DOCUMENT PASSAGE
────────
Điện Biên Đông is a rural district of Điện Biên province in the Northwest region of Vietnam. The district is predominantly mountainous. The district was established in 1995.

As of 2003 the district had a population of 48,990. The district covers an area of 1,206 km². The district capital lies at Mường Luân, although the only town in the district is Điện Biên Đông.

Geography
The district lies in the southeastern part of Điện Biên Province, to the immediate southeast of Điện Biên Phủ City, south of Tuần Giáo district, east of Điện Biên district, north/northwest of Sốp Cộp district and west of Sông Mã district and Thuận Châu district in Sơn La province.
────────
LISTED ENTRIES
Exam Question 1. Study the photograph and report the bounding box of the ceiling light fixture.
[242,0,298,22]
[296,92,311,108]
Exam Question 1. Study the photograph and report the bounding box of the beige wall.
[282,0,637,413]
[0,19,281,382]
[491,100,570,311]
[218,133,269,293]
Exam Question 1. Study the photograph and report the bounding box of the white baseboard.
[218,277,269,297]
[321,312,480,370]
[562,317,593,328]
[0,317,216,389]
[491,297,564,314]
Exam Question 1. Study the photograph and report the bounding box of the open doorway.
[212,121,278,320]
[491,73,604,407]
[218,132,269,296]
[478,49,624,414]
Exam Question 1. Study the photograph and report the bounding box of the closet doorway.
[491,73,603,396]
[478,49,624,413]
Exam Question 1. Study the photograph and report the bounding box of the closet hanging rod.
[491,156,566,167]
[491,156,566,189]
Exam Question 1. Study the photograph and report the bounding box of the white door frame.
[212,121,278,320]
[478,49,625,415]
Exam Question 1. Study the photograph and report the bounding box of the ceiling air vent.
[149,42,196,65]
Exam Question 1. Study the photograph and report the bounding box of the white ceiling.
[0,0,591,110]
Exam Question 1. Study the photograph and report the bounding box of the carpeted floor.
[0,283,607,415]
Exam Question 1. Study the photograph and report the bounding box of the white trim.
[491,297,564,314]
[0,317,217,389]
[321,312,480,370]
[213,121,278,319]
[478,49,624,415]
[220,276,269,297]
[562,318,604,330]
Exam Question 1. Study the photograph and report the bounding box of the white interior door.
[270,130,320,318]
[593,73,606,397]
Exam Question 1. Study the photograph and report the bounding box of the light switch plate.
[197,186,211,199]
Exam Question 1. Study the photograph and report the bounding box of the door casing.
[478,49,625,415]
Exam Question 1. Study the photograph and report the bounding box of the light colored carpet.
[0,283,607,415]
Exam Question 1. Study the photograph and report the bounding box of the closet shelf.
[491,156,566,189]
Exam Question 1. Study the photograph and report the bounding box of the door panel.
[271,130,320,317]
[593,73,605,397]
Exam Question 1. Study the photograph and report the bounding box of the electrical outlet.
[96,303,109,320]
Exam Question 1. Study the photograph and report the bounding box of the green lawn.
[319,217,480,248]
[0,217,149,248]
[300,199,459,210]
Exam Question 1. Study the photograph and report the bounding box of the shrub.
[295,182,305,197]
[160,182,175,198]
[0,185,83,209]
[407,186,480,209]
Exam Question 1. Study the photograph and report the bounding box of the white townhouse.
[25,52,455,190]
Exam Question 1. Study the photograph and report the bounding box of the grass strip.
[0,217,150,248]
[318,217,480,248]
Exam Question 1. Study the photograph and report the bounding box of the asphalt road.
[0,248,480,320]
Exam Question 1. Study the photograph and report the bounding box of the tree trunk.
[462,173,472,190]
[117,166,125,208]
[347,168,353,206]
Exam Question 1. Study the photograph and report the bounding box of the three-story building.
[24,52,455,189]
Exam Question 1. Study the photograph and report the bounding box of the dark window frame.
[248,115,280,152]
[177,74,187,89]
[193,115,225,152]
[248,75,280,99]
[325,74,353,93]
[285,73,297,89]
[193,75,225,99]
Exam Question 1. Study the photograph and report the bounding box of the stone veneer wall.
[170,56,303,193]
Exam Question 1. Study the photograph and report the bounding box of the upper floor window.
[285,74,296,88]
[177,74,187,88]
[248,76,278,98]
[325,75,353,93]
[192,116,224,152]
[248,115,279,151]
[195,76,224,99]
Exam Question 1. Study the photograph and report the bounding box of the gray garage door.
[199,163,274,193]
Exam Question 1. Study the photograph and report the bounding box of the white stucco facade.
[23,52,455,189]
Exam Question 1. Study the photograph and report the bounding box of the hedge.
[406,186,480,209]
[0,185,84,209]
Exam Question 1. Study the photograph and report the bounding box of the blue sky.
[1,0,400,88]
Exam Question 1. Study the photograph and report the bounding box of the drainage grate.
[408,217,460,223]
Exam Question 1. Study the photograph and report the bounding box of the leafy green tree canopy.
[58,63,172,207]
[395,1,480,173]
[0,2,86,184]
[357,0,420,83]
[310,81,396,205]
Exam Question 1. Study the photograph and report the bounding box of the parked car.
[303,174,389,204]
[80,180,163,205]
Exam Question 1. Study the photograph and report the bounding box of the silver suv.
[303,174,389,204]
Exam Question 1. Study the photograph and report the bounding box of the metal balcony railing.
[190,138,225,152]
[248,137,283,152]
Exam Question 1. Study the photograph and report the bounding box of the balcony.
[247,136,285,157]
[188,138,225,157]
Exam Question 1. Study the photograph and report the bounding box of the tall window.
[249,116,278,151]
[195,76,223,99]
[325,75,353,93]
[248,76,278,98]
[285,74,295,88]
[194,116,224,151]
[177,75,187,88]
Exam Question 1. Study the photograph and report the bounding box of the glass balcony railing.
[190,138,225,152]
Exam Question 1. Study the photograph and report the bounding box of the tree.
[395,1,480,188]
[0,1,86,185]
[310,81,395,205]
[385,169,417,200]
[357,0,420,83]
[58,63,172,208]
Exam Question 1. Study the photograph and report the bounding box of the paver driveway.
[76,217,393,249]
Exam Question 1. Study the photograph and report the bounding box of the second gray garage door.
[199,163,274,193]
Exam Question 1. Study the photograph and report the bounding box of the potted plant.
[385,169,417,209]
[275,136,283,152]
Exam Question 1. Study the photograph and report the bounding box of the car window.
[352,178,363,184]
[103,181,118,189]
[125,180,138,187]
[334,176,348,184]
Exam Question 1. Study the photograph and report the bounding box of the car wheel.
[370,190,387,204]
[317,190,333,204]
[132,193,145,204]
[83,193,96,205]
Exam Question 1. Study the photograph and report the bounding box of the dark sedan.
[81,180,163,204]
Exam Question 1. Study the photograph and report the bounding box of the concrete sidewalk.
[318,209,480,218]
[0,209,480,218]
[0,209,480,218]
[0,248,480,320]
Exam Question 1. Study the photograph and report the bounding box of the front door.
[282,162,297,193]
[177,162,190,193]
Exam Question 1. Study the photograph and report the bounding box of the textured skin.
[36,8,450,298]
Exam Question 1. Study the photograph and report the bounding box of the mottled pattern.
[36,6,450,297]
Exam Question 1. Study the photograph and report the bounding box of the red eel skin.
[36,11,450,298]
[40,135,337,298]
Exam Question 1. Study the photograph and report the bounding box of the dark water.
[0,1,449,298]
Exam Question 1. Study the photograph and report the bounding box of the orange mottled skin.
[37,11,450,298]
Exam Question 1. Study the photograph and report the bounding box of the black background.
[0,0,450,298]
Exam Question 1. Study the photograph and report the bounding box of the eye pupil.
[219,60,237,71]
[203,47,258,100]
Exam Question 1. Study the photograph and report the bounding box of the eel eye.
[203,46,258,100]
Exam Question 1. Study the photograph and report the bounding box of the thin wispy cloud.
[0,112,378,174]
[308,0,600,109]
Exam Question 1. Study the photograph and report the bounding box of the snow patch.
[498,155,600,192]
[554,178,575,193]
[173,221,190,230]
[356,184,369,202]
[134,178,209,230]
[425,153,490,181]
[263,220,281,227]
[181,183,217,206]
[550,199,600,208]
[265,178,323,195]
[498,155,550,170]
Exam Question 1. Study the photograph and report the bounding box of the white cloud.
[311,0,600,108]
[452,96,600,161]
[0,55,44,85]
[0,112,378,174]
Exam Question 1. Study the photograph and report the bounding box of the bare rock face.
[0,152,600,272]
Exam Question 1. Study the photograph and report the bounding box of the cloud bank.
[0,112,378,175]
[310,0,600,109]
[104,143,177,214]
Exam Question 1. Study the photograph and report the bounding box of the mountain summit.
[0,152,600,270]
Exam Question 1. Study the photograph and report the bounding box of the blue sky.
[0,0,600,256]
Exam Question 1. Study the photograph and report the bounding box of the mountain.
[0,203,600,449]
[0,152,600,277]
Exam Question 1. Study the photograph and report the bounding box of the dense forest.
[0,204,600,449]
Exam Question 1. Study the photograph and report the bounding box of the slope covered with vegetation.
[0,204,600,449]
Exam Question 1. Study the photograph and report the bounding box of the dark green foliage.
────────
OBJECTIVE
Print the passage on Điện Biên Đông district word for word, starting with "Điện Biên Đông is" and going on through "Sơn La province.". The records are drawn from a separate source.

THE ANSWER
Điện Biên Đông is a rural district of Điện Biên province in the Northwest region of Vietnam. The district is predominantly mountainous. The district was established in 1995.

As of 2003 the district had a population of 48,990. The district covers an area of 1,206 km². The district capital lies at Mường Luân, although the only town in the district is Điện Biên Đông.

Geography
The district lies in the southeastern part of Điện Biên Province, to the immediate southeast of Điện Biên Phủ City, south of Tuần Giáo district, east of Điện Biên district, north/northwest of Sốp Cộp district and west of Sông Mã district and Thuận Châu district in Sơn La province.